- **YOUR INSTRUCTIONS**
Pick out and copy every line in the items below that contains the string "stage". Matching is case-sensitive.

╔══

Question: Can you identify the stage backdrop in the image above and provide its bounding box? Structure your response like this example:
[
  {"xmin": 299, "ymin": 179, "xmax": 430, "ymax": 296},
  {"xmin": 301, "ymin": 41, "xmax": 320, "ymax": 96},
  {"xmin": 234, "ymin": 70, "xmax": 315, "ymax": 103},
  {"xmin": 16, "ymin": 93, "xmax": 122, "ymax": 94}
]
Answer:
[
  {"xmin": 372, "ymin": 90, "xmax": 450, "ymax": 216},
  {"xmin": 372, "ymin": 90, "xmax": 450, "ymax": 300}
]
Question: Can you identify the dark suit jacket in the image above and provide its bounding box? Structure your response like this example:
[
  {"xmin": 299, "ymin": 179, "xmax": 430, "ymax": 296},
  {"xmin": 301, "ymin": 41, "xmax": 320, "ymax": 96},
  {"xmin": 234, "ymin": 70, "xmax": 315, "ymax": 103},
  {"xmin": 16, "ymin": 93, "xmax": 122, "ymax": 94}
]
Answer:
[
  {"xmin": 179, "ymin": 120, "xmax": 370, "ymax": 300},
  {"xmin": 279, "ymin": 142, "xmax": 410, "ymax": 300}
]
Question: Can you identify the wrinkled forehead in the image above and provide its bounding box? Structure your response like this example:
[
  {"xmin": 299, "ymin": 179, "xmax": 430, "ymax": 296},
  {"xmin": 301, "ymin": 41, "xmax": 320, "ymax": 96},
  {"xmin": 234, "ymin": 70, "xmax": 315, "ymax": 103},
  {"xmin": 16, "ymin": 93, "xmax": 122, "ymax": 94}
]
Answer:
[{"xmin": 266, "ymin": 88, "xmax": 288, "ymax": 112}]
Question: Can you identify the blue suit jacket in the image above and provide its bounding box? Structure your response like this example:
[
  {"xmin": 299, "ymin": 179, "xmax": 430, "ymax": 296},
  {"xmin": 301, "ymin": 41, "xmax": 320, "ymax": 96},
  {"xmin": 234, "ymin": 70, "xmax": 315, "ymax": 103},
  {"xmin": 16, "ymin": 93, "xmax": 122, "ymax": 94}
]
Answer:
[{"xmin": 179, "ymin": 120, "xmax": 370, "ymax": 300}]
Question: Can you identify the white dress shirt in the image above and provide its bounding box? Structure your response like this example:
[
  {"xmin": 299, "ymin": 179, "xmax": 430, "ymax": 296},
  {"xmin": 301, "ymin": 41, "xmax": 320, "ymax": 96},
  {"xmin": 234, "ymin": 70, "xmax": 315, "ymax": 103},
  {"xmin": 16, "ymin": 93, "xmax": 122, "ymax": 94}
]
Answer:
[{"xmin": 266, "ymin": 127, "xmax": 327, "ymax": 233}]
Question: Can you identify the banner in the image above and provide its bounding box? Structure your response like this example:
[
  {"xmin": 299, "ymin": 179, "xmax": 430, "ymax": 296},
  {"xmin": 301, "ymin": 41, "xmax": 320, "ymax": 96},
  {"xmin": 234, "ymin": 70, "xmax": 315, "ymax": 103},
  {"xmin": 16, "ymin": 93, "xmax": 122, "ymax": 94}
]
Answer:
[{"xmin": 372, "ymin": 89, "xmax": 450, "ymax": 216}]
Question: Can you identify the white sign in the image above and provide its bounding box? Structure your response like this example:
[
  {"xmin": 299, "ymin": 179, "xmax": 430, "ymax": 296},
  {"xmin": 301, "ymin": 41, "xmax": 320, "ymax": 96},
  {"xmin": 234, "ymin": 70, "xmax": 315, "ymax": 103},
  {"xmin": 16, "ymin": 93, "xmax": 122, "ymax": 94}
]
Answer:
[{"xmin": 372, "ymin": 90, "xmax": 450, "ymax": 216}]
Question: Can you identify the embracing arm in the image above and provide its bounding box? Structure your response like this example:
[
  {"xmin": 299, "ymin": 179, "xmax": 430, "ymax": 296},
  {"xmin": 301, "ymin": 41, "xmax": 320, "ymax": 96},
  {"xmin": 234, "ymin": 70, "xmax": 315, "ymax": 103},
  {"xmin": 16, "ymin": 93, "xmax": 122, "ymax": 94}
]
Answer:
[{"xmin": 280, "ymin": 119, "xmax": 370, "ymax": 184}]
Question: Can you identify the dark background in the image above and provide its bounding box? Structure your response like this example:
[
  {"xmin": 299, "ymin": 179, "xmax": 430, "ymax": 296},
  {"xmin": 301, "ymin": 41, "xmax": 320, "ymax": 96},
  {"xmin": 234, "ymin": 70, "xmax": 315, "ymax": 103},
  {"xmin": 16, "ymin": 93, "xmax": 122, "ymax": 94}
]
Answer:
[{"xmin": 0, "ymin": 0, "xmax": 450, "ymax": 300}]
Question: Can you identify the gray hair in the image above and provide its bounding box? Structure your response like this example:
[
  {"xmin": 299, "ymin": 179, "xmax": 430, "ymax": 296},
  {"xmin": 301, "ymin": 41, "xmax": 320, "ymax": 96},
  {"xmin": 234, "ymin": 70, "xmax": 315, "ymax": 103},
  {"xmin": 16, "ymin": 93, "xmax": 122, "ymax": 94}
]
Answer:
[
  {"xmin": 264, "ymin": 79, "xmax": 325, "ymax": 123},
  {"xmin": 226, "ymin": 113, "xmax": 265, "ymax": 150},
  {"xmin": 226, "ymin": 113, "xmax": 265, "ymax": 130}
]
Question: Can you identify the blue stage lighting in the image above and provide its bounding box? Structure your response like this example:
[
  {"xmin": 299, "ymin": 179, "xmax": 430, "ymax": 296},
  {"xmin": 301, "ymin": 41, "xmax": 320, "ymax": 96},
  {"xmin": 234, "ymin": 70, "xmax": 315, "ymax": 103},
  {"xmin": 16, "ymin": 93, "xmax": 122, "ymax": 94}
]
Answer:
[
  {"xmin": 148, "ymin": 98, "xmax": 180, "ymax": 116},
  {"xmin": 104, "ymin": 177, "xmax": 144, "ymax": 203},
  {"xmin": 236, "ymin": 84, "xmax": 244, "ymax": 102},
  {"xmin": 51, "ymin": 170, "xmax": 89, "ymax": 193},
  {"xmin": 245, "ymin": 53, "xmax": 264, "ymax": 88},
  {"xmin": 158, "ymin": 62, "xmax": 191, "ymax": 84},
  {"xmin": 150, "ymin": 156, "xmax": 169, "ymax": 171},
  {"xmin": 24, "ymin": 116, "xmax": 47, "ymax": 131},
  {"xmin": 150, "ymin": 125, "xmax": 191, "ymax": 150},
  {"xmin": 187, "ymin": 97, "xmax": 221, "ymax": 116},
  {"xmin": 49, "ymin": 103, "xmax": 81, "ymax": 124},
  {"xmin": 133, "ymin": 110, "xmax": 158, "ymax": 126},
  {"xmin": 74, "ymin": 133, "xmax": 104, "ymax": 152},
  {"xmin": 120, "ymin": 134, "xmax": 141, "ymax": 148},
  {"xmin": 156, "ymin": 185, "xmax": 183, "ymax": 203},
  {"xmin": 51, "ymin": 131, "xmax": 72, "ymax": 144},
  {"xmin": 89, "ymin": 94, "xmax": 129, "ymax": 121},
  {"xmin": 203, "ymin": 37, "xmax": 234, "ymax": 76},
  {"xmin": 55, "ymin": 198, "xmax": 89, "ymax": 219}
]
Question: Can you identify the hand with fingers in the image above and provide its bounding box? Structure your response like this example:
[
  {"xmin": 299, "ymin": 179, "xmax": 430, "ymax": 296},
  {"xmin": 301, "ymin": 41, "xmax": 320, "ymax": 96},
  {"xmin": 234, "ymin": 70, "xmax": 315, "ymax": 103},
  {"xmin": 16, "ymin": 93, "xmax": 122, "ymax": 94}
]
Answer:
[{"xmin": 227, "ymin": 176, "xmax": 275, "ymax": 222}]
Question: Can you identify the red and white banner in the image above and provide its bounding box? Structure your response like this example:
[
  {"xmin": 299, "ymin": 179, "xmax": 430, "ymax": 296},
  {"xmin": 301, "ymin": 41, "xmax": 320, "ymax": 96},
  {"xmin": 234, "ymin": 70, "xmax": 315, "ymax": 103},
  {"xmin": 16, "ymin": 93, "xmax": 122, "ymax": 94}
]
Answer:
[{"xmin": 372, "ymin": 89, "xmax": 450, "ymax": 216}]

╚══

- **WRITTEN SOLUTION**
Question: Can you identify the stage backdrop in the image above and provide its bounding box? Structure your response like this example:
Question: Can you identify the blue stage lighting in the image above and provide its bounding box? Structure your response like this example:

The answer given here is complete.